Segment Start: Data provided

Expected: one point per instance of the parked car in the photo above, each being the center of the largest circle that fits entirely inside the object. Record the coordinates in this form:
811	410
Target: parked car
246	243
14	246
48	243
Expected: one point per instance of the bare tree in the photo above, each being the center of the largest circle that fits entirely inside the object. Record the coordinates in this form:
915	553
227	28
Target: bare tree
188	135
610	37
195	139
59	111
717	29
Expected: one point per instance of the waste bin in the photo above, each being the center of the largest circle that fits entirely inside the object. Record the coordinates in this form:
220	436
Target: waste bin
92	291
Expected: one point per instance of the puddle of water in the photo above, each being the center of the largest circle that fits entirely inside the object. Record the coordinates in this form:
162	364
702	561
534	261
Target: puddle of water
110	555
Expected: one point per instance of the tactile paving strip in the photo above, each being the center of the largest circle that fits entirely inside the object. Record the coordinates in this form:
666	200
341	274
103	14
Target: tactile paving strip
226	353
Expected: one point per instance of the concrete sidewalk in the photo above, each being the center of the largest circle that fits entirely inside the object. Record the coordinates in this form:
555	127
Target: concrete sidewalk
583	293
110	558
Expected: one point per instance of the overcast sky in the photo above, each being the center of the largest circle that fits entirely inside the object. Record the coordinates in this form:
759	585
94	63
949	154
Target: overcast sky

Segment End: Data provided

■ **Work instructions**:
Output all of the records above unchanged.

■ **Reply**:
Expected: one point per instance of the parked car in the photo above, each being the center of the largest circle that fits entirely inside the object. Record the coordinates in this form:
811	410
Target: parked car
246	243
14	246
48	243
Expected: one point per instance of the bare tree in the photo above, each being the center of the largest circle that fits entirely inside the object. Record the coordinates in this form:
915	553
227	28
Target: bare tree
188	135
610	37
195	139
59	111
717	29
Expected: one point per instance of the waste bin in the photo above, each being the center of the largest circle that fits entirely inside the object. Record the coordinates in this form:
220	436
Target: waste bin
92	291
Expected: one point per instance of the puddle of water in the photo above, each being the center of the largest circle that fits entirely inside the object. Record the coordinates in this form:
162	364
702	561
534	261
Target: puddle of water
110	555
Expected: one point per instance of the tactile paving strip in the photo above, each being the center of the largest circle that fits entirely inside the object. Record the coordinates in this form:
666	200
341	274
103	14
Target: tactile paving strip
226	353
Expected: one point per instance of the concrete sidewalk in the photo above, each being the center of the largest circle that fits entirely inside the object. Record the coordinates in this form:
555	127
Target: concrete sidewalk
583	293
110	558
Expected: one point per instance of the overcast sky in the photo above, each being the center of the largest circle that fits entirely inside the object. Record the coordinates in this form:
759	585
94	63
949	154
Target: overcast sky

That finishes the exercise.